Below are the entries. Transcribe exactly the lines from the one with "positive clicks: (105, 184)" through the one with "box: [99, 206, 151, 236]", ends included, and leave out all others.

---

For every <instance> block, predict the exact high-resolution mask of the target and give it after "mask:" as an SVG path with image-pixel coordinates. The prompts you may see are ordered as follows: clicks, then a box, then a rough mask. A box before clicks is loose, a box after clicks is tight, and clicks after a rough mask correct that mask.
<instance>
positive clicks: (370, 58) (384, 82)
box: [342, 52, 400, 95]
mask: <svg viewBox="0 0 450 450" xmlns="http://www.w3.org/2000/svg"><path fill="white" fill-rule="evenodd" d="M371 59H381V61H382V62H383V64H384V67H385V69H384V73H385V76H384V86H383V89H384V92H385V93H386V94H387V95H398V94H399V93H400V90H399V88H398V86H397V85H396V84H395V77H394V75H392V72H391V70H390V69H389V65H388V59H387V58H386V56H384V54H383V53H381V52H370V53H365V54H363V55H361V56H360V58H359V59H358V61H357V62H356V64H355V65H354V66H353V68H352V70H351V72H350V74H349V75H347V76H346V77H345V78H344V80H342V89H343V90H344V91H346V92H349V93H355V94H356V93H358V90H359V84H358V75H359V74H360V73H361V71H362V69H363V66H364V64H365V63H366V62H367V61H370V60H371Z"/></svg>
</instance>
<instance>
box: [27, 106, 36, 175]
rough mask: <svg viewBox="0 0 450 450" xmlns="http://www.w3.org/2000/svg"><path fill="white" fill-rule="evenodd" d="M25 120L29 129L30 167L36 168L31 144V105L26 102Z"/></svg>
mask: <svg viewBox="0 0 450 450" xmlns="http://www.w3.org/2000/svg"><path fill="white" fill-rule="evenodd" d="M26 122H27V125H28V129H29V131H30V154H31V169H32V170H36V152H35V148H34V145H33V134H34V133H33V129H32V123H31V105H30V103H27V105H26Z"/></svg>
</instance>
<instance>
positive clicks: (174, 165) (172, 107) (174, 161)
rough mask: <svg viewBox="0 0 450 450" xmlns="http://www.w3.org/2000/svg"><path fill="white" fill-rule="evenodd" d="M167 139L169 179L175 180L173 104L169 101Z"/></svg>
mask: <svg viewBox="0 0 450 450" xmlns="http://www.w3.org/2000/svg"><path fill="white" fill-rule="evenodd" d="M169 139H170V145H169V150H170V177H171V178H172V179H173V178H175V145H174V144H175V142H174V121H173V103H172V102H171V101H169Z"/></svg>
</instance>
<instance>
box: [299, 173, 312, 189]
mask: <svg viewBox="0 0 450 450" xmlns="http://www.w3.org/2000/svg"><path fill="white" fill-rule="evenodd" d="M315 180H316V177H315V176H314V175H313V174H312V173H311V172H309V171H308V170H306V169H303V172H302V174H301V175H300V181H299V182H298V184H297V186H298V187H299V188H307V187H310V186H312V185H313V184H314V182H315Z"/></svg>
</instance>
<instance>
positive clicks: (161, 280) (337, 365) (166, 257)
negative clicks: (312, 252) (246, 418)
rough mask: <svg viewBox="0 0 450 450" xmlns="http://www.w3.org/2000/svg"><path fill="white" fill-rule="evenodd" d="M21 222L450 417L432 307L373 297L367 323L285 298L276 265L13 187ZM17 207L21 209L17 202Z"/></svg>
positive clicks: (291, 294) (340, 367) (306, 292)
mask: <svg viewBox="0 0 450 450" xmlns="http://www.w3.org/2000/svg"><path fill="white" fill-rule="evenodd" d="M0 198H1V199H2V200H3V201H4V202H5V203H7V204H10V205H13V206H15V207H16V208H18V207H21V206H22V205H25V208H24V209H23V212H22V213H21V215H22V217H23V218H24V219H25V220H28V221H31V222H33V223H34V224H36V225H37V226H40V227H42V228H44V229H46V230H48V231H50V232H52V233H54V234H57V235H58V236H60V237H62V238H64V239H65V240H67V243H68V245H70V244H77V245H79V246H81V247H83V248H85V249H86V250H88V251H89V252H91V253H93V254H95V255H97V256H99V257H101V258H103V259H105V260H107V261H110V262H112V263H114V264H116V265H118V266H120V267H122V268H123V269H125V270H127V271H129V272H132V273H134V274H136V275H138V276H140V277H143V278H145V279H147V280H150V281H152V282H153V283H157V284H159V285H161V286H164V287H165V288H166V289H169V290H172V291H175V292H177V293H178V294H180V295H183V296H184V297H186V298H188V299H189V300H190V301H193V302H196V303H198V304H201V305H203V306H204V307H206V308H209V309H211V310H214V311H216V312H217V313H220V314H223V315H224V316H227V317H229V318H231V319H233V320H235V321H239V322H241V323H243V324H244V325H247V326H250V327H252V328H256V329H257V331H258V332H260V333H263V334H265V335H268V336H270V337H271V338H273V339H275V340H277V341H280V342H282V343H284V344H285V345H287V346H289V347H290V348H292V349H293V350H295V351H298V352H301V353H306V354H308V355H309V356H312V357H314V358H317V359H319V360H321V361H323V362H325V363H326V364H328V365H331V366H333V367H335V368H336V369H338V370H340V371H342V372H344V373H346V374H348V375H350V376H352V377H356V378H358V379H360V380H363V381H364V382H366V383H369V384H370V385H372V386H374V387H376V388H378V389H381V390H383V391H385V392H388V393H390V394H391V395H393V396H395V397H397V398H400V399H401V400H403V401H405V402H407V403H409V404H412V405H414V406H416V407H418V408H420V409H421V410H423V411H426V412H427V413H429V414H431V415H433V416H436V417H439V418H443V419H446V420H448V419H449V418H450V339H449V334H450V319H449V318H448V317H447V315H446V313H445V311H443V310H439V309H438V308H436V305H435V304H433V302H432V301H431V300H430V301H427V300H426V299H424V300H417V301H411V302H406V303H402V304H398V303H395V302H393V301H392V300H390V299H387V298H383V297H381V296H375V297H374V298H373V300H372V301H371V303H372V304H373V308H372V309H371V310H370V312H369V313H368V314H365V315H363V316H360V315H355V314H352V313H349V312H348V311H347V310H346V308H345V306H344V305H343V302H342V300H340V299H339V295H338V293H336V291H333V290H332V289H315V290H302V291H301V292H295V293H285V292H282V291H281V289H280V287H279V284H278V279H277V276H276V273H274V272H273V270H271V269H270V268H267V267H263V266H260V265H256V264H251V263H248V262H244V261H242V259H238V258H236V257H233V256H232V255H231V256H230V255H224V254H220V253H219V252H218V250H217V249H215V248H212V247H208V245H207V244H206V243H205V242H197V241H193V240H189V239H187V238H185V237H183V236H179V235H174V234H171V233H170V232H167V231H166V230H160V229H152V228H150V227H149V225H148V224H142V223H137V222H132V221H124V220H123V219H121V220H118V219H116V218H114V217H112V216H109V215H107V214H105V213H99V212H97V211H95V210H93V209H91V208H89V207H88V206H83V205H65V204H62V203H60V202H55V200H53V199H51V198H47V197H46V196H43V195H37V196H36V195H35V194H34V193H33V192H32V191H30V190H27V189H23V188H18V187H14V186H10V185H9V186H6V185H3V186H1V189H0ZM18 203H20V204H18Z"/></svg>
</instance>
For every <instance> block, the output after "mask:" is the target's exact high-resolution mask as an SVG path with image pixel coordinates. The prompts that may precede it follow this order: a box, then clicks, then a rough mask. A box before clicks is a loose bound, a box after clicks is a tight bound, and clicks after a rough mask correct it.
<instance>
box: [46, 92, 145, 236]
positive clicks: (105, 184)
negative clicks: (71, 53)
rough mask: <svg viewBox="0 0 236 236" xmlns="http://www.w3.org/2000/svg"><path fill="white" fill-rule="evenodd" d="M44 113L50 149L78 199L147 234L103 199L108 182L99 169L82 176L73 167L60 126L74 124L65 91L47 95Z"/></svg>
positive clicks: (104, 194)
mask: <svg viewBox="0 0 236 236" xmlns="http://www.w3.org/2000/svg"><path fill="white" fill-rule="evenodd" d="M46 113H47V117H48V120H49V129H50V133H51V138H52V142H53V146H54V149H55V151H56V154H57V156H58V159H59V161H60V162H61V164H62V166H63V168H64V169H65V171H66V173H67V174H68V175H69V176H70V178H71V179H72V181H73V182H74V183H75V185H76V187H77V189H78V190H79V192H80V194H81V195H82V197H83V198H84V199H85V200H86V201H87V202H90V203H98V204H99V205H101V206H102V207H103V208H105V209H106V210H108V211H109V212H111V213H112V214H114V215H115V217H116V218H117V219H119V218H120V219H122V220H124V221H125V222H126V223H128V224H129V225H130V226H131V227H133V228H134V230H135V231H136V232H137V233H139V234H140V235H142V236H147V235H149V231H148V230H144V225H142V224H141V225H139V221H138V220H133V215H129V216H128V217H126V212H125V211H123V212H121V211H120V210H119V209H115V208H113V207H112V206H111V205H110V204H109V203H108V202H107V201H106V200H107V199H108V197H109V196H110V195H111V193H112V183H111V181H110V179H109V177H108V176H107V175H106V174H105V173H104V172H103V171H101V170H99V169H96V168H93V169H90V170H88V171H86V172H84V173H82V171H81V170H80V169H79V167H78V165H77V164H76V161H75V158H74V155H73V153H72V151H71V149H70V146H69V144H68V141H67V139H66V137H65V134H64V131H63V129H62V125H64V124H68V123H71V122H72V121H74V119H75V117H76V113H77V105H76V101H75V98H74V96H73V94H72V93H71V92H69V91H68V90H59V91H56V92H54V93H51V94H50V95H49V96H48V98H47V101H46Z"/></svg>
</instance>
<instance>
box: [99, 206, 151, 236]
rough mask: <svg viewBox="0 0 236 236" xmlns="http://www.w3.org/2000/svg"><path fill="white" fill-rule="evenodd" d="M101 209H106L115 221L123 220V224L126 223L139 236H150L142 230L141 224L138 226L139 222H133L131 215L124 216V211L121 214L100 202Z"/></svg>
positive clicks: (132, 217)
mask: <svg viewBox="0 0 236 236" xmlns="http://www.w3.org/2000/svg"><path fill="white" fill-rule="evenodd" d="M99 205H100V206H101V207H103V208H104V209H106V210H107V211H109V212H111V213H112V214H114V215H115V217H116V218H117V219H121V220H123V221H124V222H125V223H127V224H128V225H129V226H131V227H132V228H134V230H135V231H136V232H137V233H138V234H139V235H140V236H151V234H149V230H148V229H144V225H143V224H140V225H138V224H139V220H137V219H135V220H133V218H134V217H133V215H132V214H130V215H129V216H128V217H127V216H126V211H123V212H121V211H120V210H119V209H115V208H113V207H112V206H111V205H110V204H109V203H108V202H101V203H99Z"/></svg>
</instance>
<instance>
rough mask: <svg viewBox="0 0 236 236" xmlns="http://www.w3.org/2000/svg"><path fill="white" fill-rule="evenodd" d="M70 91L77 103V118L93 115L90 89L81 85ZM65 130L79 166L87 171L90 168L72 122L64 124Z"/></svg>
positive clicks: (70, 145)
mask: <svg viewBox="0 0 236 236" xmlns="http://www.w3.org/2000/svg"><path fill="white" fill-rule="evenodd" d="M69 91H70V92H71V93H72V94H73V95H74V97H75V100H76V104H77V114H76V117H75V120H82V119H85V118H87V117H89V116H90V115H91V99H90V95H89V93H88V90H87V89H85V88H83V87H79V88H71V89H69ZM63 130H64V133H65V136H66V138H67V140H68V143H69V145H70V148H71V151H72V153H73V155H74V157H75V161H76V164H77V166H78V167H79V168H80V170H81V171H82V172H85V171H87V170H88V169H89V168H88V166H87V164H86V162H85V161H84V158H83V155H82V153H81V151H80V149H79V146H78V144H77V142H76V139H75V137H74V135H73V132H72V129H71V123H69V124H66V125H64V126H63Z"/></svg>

---

= Result below =
positive clicks: (105, 184)
negative clicks: (71, 53)
rough mask: <svg viewBox="0 0 236 236" xmlns="http://www.w3.org/2000/svg"><path fill="white" fill-rule="evenodd" d="M44 113L50 149L78 199L147 234L103 199L108 182L99 169L82 176L73 167L60 126L74 124L65 91L47 95Z"/></svg>
positive clicks: (104, 194)
mask: <svg viewBox="0 0 236 236" xmlns="http://www.w3.org/2000/svg"><path fill="white" fill-rule="evenodd" d="M46 113H47V117H48V120H49V129H50V133H51V138H52V142H53V146H54V149H55V151H56V154H57V156H58V159H59V161H60V162H61V164H62V166H63V168H64V169H65V171H66V173H67V174H68V175H69V176H70V178H71V179H72V181H73V182H74V183H75V185H76V187H77V189H78V190H79V192H80V194H81V195H82V197H83V198H84V199H85V200H86V201H87V202H90V203H98V204H99V205H101V206H102V207H103V208H105V209H106V210H108V211H109V212H111V213H112V214H114V215H115V217H116V218H117V219H119V218H120V219H122V220H124V221H125V222H126V223H128V224H129V225H130V226H131V227H133V228H134V230H135V231H136V232H137V233H139V234H140V235H142V236H147V235H149V231H148V230H144V225H142V224H141V225H139V221H138V220H133V215H129V216H128V217H126V212H125V211H123V212H121V211H120V210H119V209H115V208H113V207H112V206H111V205H110V204H109V203H108V202H107V201H106V200H107V199H108V197H109V196H110V195H111V193H112V183H111V181H110V179H109V177H108V176H107V175H106V174H105V173H104V172H103V171H101V170H99V169H96V168H93V169H90V170H88V171H86V172H84V173H82V171H81V170H80V169H79V167H78V165H77V164H76V161H75V158H74V155H73V153H72V151H71V149H70V146H69V144H68V141H67V139H66V137H65V134H64V131H63V129H62V125H64V124H68V123H71V122H72V121H74V119H75V117H76V113H77V105H76V101H75V98H74V96H73V94H72V93H71V92H69V91H68V90H59V91H56V92H54V93H51V94H50V95H49V96H48V98H47V101H46Z"/></svg>
</instance>
<instance>
box: [99, 206, 151, 236]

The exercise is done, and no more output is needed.